- **WRITTEN REQUEST**:
Set down, word for word, the lines of the material starting with the one containing "Record the location of each instance of the black ankle" and continuing through the last line of the material.

- **TASK DATA**:
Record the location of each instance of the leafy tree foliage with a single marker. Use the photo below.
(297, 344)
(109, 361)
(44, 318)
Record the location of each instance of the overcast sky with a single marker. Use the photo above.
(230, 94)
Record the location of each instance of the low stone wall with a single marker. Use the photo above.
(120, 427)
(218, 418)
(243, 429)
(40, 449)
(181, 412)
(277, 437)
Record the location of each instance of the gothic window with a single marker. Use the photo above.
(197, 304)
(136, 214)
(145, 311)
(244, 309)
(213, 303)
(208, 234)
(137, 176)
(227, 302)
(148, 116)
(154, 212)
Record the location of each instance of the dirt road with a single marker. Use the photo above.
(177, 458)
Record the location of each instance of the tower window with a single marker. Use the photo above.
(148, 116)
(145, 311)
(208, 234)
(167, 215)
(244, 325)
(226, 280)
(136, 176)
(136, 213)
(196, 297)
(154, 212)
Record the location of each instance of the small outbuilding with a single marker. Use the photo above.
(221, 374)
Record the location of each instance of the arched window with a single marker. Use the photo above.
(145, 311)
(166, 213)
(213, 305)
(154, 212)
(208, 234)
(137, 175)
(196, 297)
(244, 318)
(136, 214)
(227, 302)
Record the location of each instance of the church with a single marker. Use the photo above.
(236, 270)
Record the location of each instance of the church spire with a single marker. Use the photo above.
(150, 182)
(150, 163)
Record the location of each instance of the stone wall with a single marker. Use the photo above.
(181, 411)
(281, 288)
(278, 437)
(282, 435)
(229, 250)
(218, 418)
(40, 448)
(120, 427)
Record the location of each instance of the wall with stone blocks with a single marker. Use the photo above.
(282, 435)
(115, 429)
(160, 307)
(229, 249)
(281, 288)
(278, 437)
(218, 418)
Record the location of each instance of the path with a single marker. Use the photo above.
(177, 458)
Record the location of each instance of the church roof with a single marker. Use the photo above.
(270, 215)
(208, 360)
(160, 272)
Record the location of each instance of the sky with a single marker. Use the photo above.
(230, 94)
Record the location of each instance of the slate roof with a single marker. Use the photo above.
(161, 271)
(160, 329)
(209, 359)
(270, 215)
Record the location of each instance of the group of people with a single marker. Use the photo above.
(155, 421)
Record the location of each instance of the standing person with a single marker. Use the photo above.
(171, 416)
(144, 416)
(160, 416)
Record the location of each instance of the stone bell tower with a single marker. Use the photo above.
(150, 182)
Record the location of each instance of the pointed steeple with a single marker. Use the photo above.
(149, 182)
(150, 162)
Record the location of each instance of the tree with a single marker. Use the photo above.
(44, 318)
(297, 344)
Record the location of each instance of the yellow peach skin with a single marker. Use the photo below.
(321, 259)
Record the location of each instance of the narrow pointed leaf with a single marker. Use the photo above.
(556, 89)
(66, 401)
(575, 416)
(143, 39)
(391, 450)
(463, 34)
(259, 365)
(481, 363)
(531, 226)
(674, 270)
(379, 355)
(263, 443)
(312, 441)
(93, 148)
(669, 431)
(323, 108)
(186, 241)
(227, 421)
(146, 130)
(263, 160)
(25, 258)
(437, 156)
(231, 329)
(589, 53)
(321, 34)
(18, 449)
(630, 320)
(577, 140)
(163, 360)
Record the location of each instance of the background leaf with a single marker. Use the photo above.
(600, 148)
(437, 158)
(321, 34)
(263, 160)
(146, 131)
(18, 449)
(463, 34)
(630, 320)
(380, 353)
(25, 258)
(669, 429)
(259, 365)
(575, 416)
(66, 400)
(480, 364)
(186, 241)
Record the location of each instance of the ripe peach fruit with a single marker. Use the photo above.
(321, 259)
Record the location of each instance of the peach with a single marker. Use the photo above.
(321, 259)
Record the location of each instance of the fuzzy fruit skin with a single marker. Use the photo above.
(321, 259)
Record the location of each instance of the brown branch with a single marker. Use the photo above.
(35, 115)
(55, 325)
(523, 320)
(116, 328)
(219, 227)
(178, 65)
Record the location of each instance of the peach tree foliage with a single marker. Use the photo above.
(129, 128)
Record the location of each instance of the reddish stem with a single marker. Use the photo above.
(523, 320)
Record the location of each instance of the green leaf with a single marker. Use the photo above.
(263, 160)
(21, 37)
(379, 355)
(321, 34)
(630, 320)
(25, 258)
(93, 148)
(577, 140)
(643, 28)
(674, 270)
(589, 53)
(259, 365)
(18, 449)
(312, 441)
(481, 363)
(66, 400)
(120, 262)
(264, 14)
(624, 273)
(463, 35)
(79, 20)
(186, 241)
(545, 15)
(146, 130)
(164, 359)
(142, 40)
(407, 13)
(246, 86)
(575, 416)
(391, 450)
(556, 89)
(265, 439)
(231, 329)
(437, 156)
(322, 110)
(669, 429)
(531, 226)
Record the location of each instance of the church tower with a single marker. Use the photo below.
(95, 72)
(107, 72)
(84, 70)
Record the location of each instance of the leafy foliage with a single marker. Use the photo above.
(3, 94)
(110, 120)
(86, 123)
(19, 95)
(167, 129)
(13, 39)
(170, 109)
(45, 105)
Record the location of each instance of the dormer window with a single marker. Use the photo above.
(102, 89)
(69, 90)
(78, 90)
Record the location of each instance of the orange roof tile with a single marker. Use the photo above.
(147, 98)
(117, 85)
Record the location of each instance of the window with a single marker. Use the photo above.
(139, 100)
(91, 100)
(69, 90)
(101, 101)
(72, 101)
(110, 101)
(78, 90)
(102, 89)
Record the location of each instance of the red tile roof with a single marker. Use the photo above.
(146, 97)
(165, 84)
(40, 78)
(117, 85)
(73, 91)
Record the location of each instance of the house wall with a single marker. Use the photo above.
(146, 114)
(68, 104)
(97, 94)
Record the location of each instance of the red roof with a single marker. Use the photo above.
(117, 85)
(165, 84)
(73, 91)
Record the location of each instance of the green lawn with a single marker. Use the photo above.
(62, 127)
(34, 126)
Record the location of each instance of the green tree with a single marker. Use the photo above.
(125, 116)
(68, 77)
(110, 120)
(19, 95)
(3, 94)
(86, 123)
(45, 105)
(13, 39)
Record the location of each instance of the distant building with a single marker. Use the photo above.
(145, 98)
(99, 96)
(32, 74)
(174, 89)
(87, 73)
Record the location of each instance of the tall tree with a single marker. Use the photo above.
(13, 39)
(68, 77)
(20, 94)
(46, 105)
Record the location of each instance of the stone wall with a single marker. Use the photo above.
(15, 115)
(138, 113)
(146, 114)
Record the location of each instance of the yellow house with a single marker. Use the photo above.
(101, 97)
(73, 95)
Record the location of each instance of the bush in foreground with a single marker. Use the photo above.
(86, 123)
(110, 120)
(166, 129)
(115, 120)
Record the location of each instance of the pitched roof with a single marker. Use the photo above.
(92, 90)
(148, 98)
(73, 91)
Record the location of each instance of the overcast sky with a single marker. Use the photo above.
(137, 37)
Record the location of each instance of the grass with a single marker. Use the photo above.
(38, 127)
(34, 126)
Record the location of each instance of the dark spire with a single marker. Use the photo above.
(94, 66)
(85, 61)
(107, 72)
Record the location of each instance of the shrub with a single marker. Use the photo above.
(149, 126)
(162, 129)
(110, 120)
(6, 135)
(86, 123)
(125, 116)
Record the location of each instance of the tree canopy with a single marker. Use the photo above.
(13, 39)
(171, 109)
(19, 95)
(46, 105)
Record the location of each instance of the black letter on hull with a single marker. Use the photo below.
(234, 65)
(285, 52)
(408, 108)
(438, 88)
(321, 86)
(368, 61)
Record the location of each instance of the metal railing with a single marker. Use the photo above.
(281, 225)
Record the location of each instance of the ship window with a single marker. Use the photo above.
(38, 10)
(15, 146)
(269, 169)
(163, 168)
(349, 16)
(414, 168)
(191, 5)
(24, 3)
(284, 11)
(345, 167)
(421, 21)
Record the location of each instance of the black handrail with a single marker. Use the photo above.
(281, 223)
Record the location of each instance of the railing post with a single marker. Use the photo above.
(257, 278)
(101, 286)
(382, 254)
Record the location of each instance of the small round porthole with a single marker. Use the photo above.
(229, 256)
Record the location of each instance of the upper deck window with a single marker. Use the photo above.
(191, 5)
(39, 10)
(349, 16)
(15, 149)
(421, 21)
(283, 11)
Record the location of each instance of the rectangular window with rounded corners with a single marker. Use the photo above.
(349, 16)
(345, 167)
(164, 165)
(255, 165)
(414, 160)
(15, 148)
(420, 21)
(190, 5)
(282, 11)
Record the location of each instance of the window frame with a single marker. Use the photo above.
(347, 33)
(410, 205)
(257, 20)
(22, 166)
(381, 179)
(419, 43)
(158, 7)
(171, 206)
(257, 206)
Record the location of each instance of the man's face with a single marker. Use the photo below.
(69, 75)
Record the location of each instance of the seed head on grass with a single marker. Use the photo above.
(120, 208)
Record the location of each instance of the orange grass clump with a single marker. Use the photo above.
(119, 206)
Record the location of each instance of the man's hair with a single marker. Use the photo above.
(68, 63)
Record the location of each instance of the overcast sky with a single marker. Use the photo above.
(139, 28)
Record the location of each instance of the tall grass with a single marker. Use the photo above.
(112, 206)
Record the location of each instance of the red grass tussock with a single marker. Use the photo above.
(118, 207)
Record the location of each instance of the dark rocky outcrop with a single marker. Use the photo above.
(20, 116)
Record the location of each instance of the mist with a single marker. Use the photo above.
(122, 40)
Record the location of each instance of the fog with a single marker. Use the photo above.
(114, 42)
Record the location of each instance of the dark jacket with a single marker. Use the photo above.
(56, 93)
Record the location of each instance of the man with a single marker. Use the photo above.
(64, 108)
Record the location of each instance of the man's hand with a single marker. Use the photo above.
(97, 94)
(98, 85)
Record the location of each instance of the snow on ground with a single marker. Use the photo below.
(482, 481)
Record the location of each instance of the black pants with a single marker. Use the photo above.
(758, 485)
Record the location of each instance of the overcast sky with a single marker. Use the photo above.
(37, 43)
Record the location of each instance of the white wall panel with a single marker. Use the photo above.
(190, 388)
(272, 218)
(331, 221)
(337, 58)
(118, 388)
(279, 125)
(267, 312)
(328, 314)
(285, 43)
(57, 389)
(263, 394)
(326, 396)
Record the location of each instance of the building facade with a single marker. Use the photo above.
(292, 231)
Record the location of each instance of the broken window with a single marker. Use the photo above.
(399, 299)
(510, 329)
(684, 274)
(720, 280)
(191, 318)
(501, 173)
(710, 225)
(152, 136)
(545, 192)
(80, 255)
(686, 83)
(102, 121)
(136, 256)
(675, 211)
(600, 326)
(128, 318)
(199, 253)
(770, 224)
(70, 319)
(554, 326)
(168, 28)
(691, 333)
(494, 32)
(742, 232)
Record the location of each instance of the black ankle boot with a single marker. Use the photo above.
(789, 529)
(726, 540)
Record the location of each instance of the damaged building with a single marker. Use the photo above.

- **IN RESPONSE**:
Record the location of each instance of the black ankle boot with a single marker. Use the photo above.
(789, 529)
(726, 540)
Record the location of each instance of the damaged building with a single marker. Use the photo above.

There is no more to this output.